Annotated coordinate records:
#####
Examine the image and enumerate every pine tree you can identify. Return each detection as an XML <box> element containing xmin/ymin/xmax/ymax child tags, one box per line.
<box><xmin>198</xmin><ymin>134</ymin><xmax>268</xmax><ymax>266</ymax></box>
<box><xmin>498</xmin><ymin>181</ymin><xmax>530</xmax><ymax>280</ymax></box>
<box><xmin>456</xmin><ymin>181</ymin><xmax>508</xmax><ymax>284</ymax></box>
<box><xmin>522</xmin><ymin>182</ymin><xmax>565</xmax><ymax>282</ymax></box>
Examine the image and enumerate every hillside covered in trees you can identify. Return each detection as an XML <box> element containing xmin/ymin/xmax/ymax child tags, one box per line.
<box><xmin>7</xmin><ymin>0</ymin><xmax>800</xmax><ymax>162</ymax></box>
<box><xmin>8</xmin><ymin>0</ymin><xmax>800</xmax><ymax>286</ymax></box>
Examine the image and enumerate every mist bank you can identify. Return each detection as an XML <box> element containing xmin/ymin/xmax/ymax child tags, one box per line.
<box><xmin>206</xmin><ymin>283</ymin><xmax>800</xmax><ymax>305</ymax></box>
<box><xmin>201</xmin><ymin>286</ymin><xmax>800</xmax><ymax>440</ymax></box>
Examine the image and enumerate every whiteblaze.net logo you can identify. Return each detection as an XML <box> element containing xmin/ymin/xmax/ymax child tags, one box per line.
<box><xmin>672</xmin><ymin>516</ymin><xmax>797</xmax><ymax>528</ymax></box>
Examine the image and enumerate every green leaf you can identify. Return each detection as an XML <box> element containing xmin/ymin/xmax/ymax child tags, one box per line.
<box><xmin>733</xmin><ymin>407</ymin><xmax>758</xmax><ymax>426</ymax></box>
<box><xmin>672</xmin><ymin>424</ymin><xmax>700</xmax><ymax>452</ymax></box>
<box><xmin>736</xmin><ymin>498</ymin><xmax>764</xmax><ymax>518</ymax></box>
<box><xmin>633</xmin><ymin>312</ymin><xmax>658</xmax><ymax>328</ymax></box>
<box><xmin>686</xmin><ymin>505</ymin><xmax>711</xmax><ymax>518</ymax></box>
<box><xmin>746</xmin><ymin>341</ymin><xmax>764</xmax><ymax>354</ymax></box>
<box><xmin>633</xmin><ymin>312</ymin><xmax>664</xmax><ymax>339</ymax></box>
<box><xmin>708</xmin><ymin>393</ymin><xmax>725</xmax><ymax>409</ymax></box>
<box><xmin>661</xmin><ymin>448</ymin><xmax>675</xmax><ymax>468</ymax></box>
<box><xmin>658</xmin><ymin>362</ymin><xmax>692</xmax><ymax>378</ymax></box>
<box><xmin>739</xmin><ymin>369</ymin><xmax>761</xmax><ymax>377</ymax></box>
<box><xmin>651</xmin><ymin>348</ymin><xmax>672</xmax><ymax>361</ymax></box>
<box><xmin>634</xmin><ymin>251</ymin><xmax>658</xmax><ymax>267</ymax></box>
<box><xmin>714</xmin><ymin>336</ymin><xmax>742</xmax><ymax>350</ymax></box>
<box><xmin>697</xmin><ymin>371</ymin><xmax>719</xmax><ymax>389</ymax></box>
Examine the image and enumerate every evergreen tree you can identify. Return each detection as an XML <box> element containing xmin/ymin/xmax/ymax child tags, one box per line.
#####
EXERCISE: Transcribe the entire listing above line for line, changing nothing.

SOLUTION FOR THIS TASK:
Examine the image and enumerate every pine tree you can identify. Return each detection as an XML <box> element containing xmin/ymin/xmax/ymax child tags, one box per line.
<box><xmin>198</xmin><ymin>134</ymin><xmax>268</xmax><ymax>266</ymax></box>
<box><xmin>498</xmin><ymin>181</ymin><xmax>530</xmax><ymax>280</ymax></box>
<box><xmin>456</xmin><ymin>181</ymin><xmax>508</xmax><ymax>284</ymax></box>
<box><xmin>522</xmin><ymin>182</ymin><xmax>565</xmax><ymax>282</ymax></box>
Examine the image and enumerate every hillside covered in trees you can identify. Return each detection as an XML <box> element containing xmin/ymin/xmax/ymax child tags, one box per line.
<box><xmin>7</xmin><ymin>0</ymin><xmax>800</xmax><ymax>162</ymax></box>
<box><xmin>8</xmin><ymin>0</ymin><xmax>800</xmax><ymax>286</ymax></box>
Examine the image and enumerate every mist bank you can identify. Return each detection as an XML <box> element containing xmin/ymin/xmax/ymax child tags, one box per line.
<box><xmin>206</xmin><ymin>283</ymin><xmax>800</xmax><ymax>305</ymax></box>
<box><xmin>201</xmin><ymin>286</ymin><xmax>800</xmax><ymax>440</ymax></box>
Examine the image and enumerate every whiteblaze.net logo you can identify. Return each detection as an XML <box> element containing xmin/ymin/xmax/ymax child tags, one box per line.
<box><xmin>672</xmin><ymin>516</ymin><xmax>797</xmax><ymax>528</ymax></box>
Examine the image and enumerate every green leaf you can identify. Return each detection as an XML <box> element containing xmin/ymin/xmax/ymax child tags, one box per line.
<box><xmin>733</xmin><ymin>407</ymin><xmax>758</xmax><ymax>426</ymax></box>
<box><xmin>672</xmin><ymin>424</ymin><xmax>700</xmax><ymax>452</ymax></box>
<box><xmin>736</xmin><ymin>498</ymin><xmax>764</xmax><ymax>518</ymax></box>
<box><xmin>633</xmin><ymin>312</ymin><xmax>658</xmax><ymax>328</ymax></box>
<box><xmin>686</xmin><ymin>505</ymin><xmax>711</xmax><ymax>518</ymax></box>
<box><xmin>746</xmin><ymin>341</ymin><xmax>764</xmax><ymax>354</ymax></box>
<box><xmin>633</xmin><ymin>312</ymin><xmax>664</xmax><ymax>339</ymax></box>
<box><xmin>708</xmin><ymin>393</ymin><xmax>725</xmax><ymax>409</ymax></box>
<box><xmin>661</xmin><ymin>448</ymin><xmax>675</xmax><ymax>468</ymax></box>
<box><xmin>658</xmin><ymin>362</ymin><xmax>692</xmax><ymax>378</ymax></box>
<box><xmin>739</xmin><ymin>369</ymin><xmax>761</xmax><ymax>377</ymax></box>
<box><xmin>651</xmin><ymin>348</ymin><xmax>672</xmax><ymax>361</ymax></box>
<box><xmin>634</xmin><ymin>251</ymin><xmax>658</xmax><ymax>267</ymax></box>
<box><xmin>714</xmin><ymin>336</ymin><xmax>742</xmax><ymax>350</ymax></box>
<box><xmin>697</xmin><ymin>371</ymin><xmax>719</xmax><ymax>389</ymax></box>
Examine the image and enumerate every evergreen tree you can identify. Return each detection as an XML <box> element containing xmin/ymin/xmax/ymax child tags, one box per line.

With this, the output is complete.